WHAT THE EXERCISE ASKS
How many lines in the entries below contain the word "shrub"? Reply with the number only.

GIVEN INFORMATION
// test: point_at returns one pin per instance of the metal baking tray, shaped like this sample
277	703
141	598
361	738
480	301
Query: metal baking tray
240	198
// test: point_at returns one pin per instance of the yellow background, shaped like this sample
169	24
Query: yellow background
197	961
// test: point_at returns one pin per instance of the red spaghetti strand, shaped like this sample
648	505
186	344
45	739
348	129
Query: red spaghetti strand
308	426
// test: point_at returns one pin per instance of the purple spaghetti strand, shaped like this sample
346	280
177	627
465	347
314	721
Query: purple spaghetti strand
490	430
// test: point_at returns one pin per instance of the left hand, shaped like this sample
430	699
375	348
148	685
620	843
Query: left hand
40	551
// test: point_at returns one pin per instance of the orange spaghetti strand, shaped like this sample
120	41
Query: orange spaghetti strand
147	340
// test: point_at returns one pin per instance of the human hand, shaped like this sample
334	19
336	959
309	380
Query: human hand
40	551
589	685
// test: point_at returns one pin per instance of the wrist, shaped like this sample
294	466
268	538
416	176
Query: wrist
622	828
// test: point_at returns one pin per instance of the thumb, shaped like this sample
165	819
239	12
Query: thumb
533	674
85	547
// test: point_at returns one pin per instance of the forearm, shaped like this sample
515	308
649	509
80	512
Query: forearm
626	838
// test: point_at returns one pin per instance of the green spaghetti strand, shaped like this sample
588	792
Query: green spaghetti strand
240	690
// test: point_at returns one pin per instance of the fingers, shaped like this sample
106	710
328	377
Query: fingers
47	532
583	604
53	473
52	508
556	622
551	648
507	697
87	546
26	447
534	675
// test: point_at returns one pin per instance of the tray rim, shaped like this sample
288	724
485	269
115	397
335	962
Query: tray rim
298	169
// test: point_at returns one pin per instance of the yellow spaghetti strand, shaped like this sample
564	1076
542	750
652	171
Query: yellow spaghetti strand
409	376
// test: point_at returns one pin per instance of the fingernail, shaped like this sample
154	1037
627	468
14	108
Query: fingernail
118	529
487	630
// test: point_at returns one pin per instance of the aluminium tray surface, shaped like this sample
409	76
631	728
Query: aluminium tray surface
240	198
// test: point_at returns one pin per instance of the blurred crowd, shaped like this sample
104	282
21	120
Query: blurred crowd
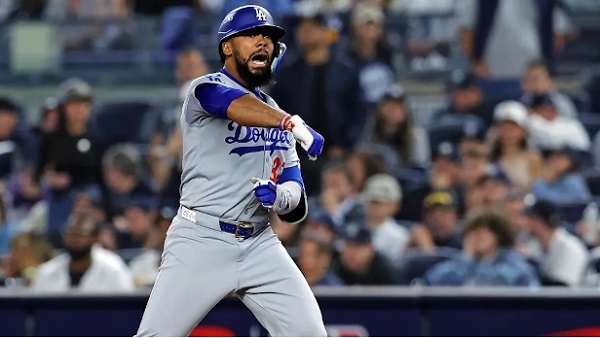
499	188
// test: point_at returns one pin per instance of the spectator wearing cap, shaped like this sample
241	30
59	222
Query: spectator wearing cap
537	80
70	158
383	197
133	230
439	226
510	148
488	257
316	253
362	165
339	196
166	142
466	100
498	38
548	130
561	182
144	267
27	252
85	265
368	48
322	87
360	263
17	144
444	174
392	133
564	256
124	176
320	222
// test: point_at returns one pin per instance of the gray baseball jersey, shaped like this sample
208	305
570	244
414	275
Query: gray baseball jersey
200	264
220	157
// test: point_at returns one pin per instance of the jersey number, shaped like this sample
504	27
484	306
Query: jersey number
277	164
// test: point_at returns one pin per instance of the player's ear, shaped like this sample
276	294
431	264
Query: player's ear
227	49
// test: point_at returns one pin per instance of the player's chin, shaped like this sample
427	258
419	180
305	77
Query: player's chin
258	67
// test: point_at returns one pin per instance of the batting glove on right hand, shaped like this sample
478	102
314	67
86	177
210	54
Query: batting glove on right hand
309	139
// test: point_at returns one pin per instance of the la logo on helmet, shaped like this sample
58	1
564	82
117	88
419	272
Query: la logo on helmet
260	14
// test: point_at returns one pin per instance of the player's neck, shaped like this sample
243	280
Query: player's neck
317	56
232	72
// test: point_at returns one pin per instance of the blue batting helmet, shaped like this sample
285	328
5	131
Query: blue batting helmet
246	18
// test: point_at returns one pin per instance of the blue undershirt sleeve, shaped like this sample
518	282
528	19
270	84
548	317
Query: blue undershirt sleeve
291	174
215	99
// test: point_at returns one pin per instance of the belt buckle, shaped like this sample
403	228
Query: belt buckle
243	225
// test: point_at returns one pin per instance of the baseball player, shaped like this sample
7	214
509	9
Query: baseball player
239	166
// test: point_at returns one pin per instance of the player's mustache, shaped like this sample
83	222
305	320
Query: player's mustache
260	51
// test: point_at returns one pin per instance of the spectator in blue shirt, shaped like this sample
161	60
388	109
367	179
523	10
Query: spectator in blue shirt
561	183
315	259
488	257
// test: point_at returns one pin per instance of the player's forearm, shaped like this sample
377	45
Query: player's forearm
251	112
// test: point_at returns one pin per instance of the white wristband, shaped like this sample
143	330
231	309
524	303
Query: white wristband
289	193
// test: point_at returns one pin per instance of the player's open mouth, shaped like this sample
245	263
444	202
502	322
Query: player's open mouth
259	59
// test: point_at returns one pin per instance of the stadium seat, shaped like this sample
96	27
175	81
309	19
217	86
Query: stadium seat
591	122
125	121
592	178
501	89
413	265
449	130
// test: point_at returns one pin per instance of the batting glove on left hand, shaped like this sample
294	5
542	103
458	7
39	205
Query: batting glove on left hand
309	139
271	195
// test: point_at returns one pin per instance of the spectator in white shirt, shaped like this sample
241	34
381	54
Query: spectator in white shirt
548	130
382	195
85	266
144	267
564	257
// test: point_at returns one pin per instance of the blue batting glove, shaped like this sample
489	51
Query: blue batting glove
311	141
265	191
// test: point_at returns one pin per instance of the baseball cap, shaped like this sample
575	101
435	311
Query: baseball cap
146	203
473	129
545	210
365	13
539	100
74	89
511	111
310	10
7	106
460	79
494	172
319	215
357	233
382	188
447	149
395	92
438	198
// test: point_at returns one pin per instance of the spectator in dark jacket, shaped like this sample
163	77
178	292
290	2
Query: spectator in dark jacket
360	263
323	87
16	143
70	158
315	258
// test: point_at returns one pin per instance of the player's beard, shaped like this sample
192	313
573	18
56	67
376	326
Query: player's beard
252	79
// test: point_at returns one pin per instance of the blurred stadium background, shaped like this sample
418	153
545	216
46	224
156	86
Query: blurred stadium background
458	195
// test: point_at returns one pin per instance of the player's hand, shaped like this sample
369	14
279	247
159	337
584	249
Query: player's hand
310	140
271	195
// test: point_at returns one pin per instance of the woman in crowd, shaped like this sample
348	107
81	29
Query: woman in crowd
69	158
391	133
510	149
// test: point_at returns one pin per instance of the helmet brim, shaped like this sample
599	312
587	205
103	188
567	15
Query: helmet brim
274	31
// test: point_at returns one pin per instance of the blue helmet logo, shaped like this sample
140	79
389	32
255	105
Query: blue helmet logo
245	18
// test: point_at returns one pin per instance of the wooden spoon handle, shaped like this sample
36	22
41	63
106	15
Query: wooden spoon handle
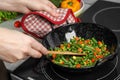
65	53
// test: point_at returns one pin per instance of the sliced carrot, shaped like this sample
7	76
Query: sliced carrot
78	66
54	56
68	45
80	50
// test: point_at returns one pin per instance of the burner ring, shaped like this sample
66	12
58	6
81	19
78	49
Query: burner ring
49	78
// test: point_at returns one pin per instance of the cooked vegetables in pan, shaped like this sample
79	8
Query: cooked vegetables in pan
94	50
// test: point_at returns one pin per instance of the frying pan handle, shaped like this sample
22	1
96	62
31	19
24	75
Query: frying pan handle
108	58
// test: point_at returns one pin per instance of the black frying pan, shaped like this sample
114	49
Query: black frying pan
85	30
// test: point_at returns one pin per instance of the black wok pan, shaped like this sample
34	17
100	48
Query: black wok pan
85	30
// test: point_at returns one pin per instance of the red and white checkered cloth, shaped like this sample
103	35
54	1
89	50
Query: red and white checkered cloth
41	23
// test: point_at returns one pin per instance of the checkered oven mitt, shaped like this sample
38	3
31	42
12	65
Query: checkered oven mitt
41	23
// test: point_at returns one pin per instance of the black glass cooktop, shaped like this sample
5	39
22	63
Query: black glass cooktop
102	12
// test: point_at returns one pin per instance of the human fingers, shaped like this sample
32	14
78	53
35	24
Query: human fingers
38	46
34	53
51	5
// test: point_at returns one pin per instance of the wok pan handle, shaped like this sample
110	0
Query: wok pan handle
108	58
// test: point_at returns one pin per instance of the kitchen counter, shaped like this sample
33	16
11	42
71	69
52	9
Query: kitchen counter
9	25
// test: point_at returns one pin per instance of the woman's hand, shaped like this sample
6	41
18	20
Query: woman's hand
15	45
26	6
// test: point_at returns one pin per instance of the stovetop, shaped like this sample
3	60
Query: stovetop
102	12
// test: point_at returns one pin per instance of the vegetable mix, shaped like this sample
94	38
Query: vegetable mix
94	50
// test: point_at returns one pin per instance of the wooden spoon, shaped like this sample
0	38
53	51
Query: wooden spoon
65	53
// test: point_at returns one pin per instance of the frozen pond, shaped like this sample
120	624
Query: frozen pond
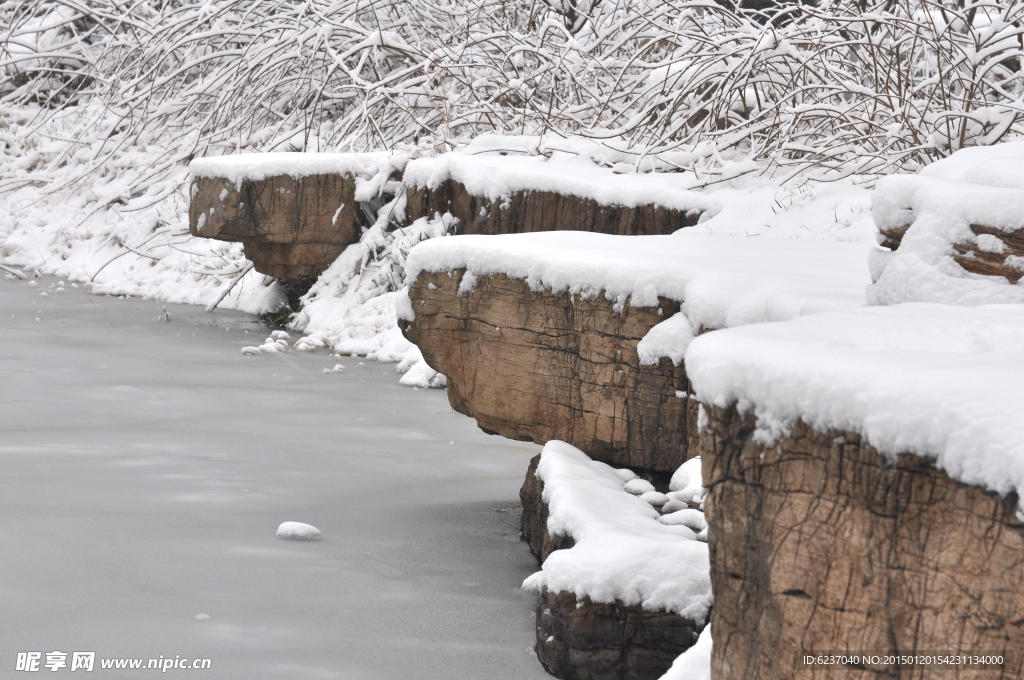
145	465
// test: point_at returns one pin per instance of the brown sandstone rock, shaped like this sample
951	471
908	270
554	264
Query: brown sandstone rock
587	640
542	366
542	211
975	260
534	521
817	543
292	228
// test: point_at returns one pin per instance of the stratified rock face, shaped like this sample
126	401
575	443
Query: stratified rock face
993	260
817	543
534	521
587	640
292	228
542	366
543	211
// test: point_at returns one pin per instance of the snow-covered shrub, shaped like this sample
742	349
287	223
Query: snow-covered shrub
837	87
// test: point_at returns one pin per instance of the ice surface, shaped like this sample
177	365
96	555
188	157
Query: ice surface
622	551
933	380
721	281
146	463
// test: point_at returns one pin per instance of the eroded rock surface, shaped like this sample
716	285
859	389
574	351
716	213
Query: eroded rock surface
542	366
543	211
1001	255
817	543
534	521
587	640
580	639
291	228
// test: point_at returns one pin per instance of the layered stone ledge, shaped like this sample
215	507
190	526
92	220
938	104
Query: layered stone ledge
292	228
818	543
539	366
543	211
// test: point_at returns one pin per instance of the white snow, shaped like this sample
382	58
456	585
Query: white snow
497	177
669	338
694	664
933	380
721	281
240	167
638	486
978	185
686	480
622	550
299	532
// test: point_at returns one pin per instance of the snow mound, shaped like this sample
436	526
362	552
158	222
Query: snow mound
694	664
974	186
622	551
721	281
497	177
933	380
299	532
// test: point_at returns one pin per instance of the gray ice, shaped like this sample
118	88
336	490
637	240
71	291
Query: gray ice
145	466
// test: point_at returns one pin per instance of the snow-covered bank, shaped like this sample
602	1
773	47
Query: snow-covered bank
938	381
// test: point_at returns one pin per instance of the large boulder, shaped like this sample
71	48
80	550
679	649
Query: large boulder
294	212
539	366
586	636
291	228
543	211
820	544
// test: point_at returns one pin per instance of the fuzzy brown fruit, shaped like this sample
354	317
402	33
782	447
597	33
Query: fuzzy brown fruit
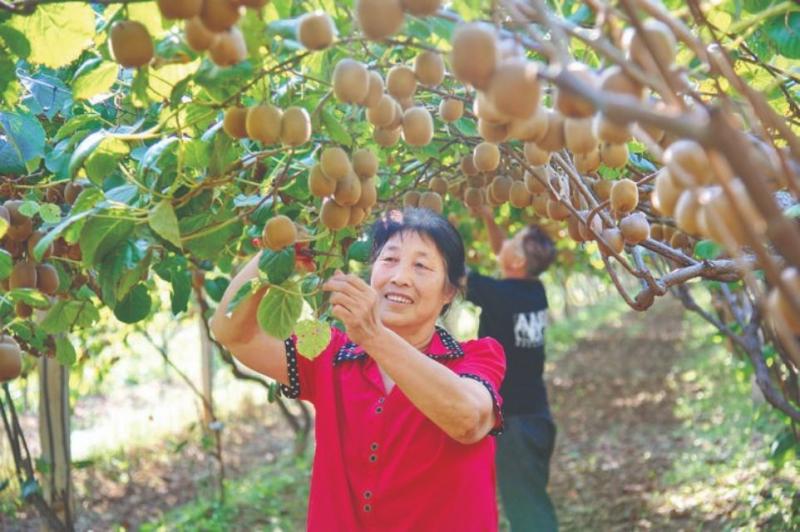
229	49
350	81
624	196
486	156
429	68
131	43
475	53
295	126
179	9
379	19
316	30
279	232
198	37
219	15
235	122
263	123
417	126
333	215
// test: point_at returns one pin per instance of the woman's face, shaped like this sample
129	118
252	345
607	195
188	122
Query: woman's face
410	277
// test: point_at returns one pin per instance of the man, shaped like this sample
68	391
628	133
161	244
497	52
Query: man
514	312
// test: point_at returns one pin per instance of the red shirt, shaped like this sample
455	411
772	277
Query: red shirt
380	464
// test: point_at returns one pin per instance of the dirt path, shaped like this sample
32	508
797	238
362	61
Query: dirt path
615	422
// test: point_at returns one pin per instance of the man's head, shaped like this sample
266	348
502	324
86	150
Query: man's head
526	254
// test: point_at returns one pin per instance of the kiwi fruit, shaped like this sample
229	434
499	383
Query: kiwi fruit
486	156
369	194
587	163
665	193
417	126
401	82
518	195
10	359
569	103
374	90
614	155
23	275
179	9
688	163
350	81
429	68
382	114
198	37
635	228
219	15
315	30
578	135
334	216
335	163
319	184
279	232
131	44
46	279
348	190
411	198
295	126
365	163
475	53
422	8
624	196
431	200
21	226
451	109
386	137
235	122
229	48
263	123
553	139
379	19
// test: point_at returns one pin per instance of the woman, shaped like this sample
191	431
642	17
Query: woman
403	411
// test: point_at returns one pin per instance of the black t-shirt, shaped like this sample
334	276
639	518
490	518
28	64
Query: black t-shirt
514	312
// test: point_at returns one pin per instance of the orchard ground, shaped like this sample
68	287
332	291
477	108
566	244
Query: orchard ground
658	429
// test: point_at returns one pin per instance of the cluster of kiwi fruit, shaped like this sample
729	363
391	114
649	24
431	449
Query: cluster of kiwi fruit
346	185
268	124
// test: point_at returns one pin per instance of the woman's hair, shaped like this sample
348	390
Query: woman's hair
426	223
539	250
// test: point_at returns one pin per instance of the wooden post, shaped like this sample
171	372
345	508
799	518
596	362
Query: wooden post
54	432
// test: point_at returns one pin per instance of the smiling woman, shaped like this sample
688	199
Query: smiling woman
403	410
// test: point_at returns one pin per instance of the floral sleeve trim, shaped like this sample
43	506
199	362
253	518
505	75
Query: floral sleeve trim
292	391
498	426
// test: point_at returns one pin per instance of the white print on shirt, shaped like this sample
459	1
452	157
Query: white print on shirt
529	328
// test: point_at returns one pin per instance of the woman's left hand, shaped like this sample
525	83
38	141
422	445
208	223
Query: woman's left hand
355	303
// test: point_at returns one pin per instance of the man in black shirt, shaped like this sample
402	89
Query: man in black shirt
514	312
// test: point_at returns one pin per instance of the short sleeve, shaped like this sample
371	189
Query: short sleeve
485	361
304	371
479	288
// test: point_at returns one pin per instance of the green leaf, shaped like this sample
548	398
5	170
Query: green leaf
164	222
58	33
65	352
136	305
278	265
24	134
312	338
68	314
101	235
279	311
335	129
96	79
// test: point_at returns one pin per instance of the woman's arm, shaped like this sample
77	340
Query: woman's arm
240	333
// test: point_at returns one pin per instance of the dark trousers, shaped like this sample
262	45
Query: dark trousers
523	468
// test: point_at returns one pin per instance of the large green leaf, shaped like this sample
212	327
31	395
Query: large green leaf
57	33
279	310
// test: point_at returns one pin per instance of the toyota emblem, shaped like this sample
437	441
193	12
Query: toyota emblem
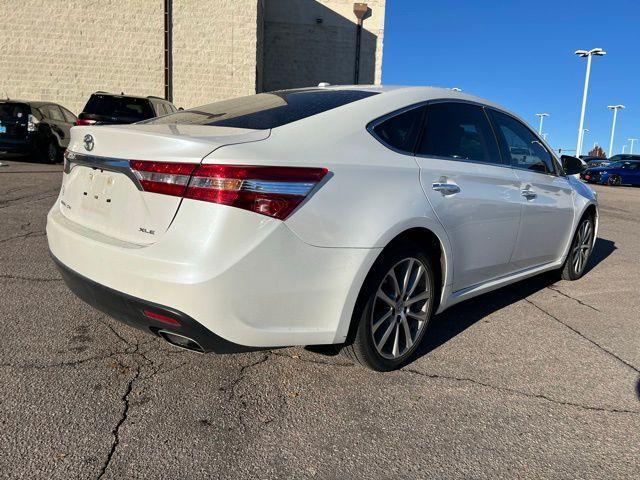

OUTPUT OF THE TASK
2